LISTED RECORDS:
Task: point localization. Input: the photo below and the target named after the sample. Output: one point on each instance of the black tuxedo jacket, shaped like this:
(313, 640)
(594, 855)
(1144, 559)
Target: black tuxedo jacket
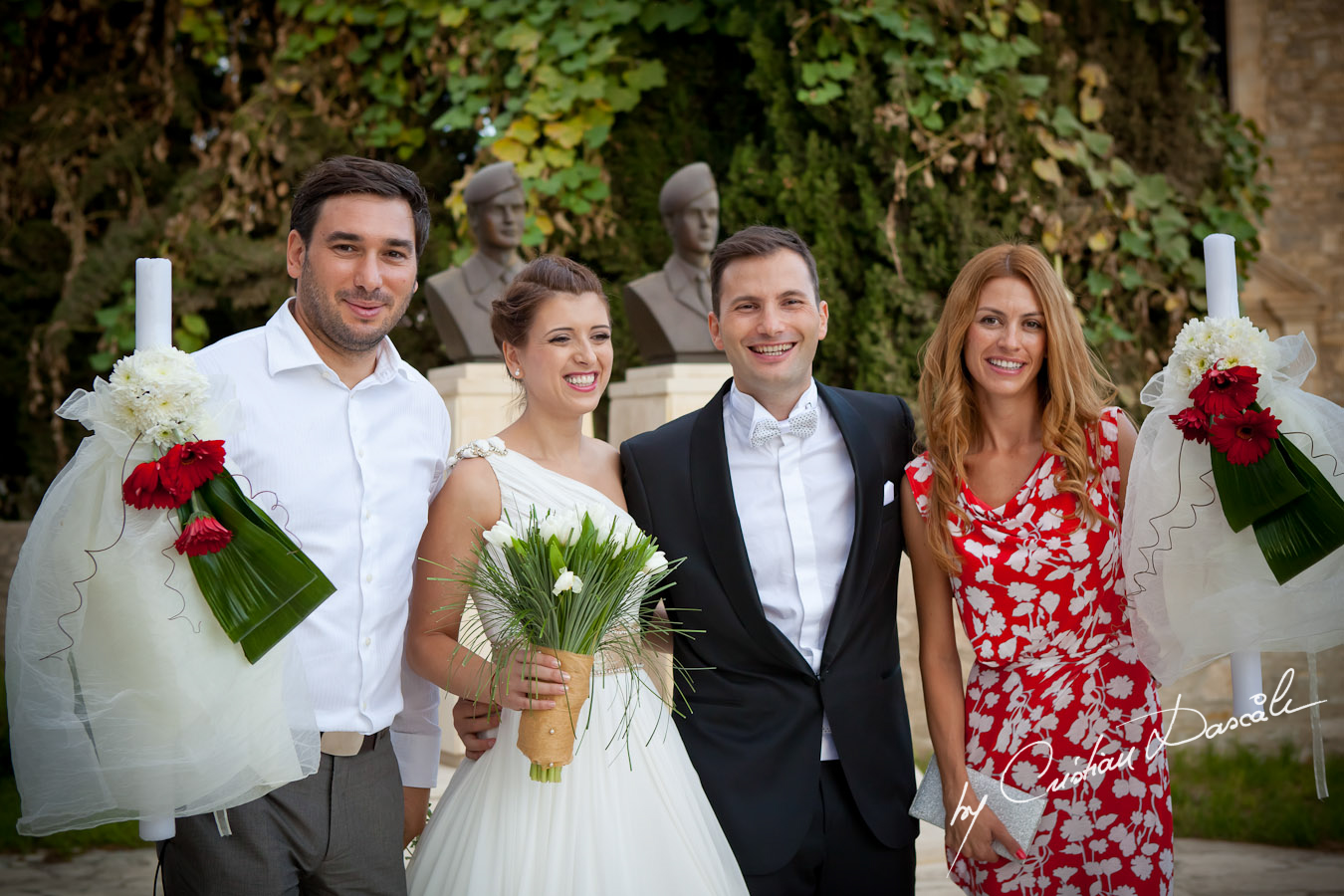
(752, 723)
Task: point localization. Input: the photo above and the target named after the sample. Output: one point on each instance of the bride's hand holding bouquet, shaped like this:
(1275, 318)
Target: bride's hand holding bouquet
(564, 590)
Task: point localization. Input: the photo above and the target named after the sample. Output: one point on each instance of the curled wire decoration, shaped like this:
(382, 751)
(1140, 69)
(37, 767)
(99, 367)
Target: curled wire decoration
(1313, 456)
(61, 619)
(172, 564)
(1151, 551)
(276, 506)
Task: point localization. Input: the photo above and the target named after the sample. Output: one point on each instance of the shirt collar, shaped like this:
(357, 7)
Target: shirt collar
(745, 411)
(288, 348)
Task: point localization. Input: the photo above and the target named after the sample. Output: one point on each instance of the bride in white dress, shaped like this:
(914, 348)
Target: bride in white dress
(629, 814)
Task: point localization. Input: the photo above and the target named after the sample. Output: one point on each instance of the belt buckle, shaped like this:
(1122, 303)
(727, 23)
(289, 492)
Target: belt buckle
(341, 743)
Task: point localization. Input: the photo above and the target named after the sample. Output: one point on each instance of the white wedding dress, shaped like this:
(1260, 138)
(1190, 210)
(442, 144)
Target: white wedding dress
(628, 815)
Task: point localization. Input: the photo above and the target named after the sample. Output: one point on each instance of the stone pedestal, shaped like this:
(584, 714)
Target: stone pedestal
(481, 399)
(652, 395)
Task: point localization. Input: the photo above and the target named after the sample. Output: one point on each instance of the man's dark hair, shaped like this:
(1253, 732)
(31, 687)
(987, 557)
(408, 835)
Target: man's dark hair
(345, 175)
(757, 242)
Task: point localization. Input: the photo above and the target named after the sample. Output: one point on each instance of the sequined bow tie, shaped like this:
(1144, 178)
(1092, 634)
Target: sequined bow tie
(801, 423)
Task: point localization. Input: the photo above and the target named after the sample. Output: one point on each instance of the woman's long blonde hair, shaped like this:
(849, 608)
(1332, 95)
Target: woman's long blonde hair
(1071, 384)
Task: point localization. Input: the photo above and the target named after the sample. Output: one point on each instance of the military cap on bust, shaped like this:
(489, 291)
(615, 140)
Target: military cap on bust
(491, 181)
(684, 187)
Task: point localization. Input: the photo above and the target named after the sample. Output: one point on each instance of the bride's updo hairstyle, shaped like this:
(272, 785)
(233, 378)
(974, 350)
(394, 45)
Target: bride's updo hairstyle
(513, 314)
(1072, 387)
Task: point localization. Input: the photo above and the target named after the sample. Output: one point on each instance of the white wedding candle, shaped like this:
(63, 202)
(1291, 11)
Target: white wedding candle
(153, 330)
(1221, 274)
(153, 303)
(1221, 287)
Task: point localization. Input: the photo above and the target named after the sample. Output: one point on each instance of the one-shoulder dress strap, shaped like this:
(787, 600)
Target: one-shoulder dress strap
(492, 446)
(920, 473)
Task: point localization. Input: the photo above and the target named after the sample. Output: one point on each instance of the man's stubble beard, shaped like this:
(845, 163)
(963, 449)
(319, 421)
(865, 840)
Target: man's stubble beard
(325, 316)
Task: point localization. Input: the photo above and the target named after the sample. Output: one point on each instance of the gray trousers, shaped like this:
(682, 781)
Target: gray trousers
(334, 833)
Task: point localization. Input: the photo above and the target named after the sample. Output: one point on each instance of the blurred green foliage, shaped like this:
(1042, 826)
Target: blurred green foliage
(898, 137)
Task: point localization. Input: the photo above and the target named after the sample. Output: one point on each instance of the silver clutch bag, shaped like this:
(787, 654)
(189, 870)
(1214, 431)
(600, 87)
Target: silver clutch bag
(1020, 814)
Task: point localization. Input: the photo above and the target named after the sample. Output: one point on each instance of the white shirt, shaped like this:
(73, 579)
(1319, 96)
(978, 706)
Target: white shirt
(794, 500)
(353, 470)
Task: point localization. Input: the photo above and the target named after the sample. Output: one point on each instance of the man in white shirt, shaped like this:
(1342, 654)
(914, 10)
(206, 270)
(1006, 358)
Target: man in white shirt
(351, 443)
(780, 493)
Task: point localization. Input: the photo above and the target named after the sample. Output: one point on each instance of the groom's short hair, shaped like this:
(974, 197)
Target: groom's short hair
(345, 175)
(759, 241)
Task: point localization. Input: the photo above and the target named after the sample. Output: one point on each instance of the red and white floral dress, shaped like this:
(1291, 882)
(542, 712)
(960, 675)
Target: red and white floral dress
(1058, 685)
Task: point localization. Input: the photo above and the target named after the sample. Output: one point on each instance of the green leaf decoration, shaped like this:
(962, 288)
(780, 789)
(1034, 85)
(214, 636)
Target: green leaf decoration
(1252, 492)
(261, 584)
(1308, 528)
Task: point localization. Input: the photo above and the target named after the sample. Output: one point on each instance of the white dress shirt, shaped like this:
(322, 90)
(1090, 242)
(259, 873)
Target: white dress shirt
(353, 472)
(794, 500)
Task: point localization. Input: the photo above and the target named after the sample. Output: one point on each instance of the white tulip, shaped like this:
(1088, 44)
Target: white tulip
(567, 581)
(656, 564)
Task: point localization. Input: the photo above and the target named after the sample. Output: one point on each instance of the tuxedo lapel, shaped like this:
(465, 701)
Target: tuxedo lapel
(711, 489)
(867, 516)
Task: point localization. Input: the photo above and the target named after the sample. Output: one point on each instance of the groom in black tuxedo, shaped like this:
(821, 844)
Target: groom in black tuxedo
(782, 495)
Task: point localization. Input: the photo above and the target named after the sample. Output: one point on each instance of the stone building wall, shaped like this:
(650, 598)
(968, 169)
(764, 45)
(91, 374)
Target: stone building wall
(1286, 73)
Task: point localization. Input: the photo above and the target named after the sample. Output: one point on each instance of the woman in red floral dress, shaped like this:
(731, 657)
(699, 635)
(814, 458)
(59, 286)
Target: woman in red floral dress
(1024, 483)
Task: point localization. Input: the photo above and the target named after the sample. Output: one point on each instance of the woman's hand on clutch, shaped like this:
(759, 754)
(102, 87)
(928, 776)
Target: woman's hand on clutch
(530, 681)
(974, 829)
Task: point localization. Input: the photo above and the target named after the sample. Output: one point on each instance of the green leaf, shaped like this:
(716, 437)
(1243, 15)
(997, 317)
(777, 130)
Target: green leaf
(1129, 277)
(556, 558)
(260, 585)
(1306, 530)
(1152, 191)
(1136, 243)
(1033, 85)
(647, 76)
(1251, 492)
(1028, 11)
(1098, 142)
(1098, 284)
(195, 324)
(1064, 122)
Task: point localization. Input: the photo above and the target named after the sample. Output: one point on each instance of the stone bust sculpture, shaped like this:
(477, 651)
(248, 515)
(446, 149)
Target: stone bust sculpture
(668, 310)
(460, 297)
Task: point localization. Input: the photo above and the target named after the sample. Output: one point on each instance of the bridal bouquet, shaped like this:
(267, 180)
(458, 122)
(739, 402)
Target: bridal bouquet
(1262, 480)
(574, 584)
(257, 583)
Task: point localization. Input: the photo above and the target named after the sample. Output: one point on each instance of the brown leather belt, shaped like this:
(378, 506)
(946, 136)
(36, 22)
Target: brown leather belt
(349, 743)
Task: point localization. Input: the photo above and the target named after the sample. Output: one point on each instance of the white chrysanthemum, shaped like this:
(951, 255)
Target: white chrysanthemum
(564, 526)
(157, 392)
(1220, 342)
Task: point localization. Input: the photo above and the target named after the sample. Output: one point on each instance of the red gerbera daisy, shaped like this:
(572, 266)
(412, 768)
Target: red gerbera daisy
(145, 489)
(190, 465)
(1226, 391)
(203, 535)
(1193, 425)
(1244, 437)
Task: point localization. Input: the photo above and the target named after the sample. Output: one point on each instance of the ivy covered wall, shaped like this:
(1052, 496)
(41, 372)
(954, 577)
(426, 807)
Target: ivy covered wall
(897, 137)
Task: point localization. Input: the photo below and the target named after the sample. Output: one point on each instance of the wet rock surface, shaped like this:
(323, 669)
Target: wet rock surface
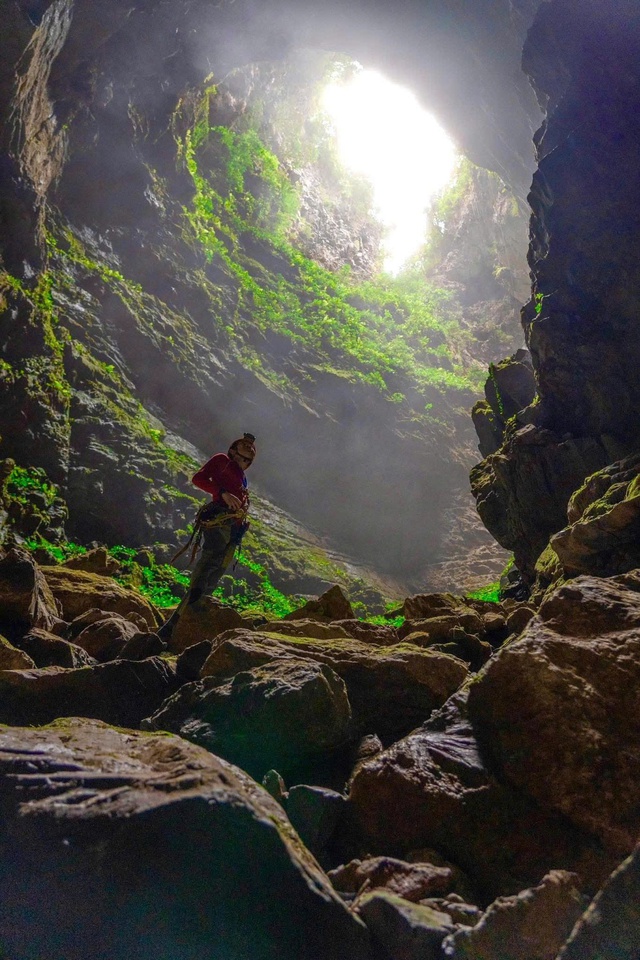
(280, 714)
(142, 846)
(556, 709)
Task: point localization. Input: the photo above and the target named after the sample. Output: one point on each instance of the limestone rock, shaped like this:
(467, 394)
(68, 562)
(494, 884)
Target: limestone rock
(205, 622)
(407, 931)
(442, 628)
(522, 491)
(411, 881)
(557, 710)
(191, 661)
(315, 813)
(142, 645)
(424, 606)
(437, 779)
(332, 605)
(282, 714)
(313, 629)
(78, 592)
(379, 634)
(465, 914)
(25, 598)
(48, 650)
(518, 618)
(143, 845)
(11, 658)
(121, 692)
(509, 388)
(603, 537)
(97, 560)
(390, 689)
(534, 924)
(610, 928)
(104, 639)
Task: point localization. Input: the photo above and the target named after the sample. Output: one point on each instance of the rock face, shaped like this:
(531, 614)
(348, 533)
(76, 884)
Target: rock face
(147, 846)
(610, 928)
(390, 689)
(76, 590)
(523, 490)
(603, 536)
(556, 709)
(159, 332)
(535, 924)
(25, 597)
(279, 715)
(580, 323)
(439, 780)
(120, 692)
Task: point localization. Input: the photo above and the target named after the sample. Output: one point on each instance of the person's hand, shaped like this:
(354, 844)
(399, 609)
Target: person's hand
(232, 502)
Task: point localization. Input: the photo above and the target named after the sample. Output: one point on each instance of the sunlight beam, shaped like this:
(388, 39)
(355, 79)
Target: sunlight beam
(385, 134)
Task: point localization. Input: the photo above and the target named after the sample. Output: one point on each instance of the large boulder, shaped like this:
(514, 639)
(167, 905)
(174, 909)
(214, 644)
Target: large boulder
(557, 710)
(78, 591)
(603, 535)
(120, 845)
(610, 928)
(331, 605)
(405, 930)
(48, 650)
(523, 489)
(206, 621)
(391, 689)
(12, 658)
(533, 924)
(106, 637)
(98, 560)
(411, 881)
(434, 789)
(282, 714)
(25, 598)
(121, 692)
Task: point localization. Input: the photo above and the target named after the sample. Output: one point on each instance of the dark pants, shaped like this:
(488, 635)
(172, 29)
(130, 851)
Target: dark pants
(218, 547)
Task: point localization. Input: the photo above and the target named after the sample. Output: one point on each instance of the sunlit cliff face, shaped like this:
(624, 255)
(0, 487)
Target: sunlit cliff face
(385, 134)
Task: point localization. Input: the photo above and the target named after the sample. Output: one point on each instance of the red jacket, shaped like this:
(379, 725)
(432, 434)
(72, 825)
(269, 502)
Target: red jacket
(222, 475)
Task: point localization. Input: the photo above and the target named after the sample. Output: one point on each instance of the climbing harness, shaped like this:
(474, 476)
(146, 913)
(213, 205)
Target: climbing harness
(204, 522)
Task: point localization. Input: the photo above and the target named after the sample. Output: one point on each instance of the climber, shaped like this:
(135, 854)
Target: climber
(219, 524)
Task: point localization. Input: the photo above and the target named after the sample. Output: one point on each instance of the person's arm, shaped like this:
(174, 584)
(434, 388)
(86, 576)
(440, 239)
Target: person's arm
(211, 479)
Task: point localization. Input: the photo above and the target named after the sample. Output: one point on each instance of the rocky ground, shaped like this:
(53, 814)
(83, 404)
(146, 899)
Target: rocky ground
(458, 782)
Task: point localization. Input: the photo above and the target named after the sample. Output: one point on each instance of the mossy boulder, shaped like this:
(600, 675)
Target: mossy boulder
(283, 714)
(146, 846)
(391, 689)
(78, 591)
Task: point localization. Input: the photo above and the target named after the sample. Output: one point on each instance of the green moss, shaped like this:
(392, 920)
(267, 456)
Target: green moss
(385, 327)
(22, 481)
(490, 593)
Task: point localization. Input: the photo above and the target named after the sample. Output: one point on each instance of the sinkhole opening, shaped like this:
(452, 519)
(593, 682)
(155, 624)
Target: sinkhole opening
(384, 134)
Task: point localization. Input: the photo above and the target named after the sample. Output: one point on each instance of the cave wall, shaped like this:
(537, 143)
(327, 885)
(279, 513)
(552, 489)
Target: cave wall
(100, 95)
(581, 323)
(90, 74)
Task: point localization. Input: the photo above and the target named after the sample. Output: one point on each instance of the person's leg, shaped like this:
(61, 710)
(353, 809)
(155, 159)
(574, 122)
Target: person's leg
(215, 556)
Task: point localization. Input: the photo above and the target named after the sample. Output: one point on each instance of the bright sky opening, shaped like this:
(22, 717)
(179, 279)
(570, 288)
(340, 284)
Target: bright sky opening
(385, 134)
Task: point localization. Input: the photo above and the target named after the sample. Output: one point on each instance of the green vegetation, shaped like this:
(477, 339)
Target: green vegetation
(59, 552)
(490, 593)
(23, 482)
(372, 331)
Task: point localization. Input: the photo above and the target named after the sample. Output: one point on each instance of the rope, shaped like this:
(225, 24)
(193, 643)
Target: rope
(200, 525)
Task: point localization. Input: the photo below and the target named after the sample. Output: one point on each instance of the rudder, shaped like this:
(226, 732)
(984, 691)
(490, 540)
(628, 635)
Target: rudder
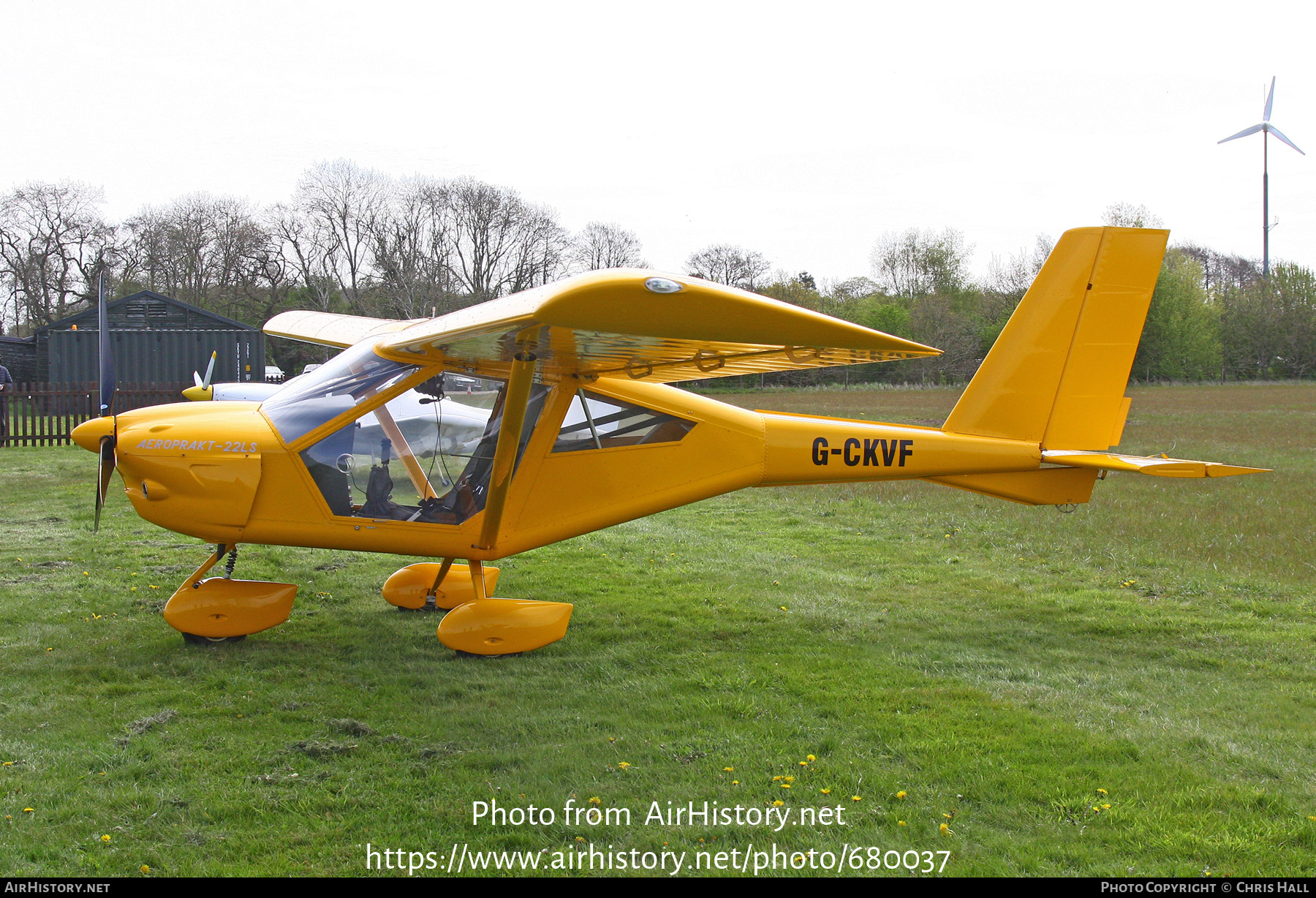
(1057, 373)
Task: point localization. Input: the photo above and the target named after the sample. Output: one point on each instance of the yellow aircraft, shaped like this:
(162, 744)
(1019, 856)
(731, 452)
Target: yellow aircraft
(577, 429)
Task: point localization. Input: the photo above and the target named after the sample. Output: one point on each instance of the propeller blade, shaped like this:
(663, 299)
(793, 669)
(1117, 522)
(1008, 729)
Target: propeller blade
(1279, 135)
(103, 475)
(1243, 133)
(107, 357)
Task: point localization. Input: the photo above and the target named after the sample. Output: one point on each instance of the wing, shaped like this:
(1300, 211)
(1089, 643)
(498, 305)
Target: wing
(628, 323)
(329, 330)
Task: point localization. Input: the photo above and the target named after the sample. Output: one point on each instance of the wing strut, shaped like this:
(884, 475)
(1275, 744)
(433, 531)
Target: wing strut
(510, 436)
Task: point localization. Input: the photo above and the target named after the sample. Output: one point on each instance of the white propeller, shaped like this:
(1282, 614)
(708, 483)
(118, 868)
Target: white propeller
(210, 370)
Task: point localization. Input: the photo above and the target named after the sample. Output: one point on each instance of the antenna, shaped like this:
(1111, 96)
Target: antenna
(1266, 131)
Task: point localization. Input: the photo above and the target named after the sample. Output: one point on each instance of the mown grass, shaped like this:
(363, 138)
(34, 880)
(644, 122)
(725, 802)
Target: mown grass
(994, 663)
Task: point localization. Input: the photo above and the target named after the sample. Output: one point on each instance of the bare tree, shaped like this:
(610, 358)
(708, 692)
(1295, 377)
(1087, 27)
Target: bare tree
(1125, 215)
(1015, 276)
(920, 263)
(53, 244)
(340, 205)
(208, 251)
(302, 252)
(733, 266)
(603, 245)
(412, 251)
(500, 243)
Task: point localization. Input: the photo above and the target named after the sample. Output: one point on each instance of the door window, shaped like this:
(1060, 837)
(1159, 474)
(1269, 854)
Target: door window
(426, 456)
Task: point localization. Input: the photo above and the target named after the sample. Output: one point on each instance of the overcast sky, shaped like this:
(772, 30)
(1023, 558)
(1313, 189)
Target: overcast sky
(801, 131)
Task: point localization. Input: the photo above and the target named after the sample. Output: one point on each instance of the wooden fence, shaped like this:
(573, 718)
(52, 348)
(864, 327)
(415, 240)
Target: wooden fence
(45, 414)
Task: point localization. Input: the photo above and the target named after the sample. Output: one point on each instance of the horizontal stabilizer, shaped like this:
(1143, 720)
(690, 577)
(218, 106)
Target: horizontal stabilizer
(1156, 465)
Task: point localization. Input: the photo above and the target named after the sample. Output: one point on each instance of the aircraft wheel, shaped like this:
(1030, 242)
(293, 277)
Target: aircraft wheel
(192, 639)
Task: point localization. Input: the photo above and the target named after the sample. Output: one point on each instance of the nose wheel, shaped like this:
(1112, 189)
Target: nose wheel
(227, 610)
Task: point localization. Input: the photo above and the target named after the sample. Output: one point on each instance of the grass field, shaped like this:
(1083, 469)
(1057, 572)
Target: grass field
(945, 657)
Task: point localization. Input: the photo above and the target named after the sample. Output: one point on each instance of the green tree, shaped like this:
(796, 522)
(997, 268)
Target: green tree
(1181, 337)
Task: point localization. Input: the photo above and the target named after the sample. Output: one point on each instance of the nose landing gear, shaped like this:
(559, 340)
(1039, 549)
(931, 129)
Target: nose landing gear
(227, 610)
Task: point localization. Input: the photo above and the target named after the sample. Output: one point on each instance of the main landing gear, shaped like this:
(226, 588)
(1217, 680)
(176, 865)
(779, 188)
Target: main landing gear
(475, 623)
(225, 610)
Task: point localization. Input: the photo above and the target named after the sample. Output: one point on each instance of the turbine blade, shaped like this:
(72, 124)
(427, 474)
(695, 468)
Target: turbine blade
(1243, 133)
(1279, 135)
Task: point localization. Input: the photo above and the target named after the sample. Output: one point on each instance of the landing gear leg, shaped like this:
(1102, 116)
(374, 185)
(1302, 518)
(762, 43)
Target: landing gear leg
(227, 610)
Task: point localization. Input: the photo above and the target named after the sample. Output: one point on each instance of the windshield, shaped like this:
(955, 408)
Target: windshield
(339, 385)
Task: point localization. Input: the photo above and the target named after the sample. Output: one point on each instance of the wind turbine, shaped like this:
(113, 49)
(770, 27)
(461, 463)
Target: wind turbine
(1266, 129)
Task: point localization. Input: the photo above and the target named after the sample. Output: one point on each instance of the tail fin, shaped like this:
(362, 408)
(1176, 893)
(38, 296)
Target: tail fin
(1057, 373)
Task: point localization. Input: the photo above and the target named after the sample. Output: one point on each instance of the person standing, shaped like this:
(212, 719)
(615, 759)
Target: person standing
(6, 388)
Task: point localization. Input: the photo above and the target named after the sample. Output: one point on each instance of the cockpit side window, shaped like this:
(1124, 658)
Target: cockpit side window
(426, 456)
(597, 422)
(342, 382)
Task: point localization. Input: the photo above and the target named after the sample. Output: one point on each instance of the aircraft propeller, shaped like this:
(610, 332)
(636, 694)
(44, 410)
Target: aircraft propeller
(107, 403)
(204, 383)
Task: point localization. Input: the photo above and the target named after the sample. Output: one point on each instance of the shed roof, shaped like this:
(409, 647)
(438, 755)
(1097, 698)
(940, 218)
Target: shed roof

REQUIRED WORK: Output, unchanged, the lines from the line with "person standing, shaped" through the final line of the material.

RESPONSE FOR THIS EXERCISE:
Task: point localization. Input: the photo above and the target named after the sample. Output: one point on each instance of the person standing, shaped like this:
(212, 719)
(615, 759)
Target: person standing
(6, 388)
Task: point localization. Input: the photo above and the target named after the sample. Output: one point on each instance of the cockpit side window, shaped like this:
(1124, 658)
Target: cockpit side window
(426, 456)
(597, 422)
(342, 382)
Task: point localization. Input: the photo above and the target named after the sample. Output: one point on each instance of the aircraft propeller, shaped like this:
(610, 332)
(636, 694)
(44, 410)
Target: aircraft propeller
(107, 403)
(204, 383)
Task: point localization. Input: the photo above and the target named after the sample. Output: one point on each instance of the shed roof, shaped like this:
(409, 647)
(438, 755)
(1097, 698)
(940, 218)
Target: shed roof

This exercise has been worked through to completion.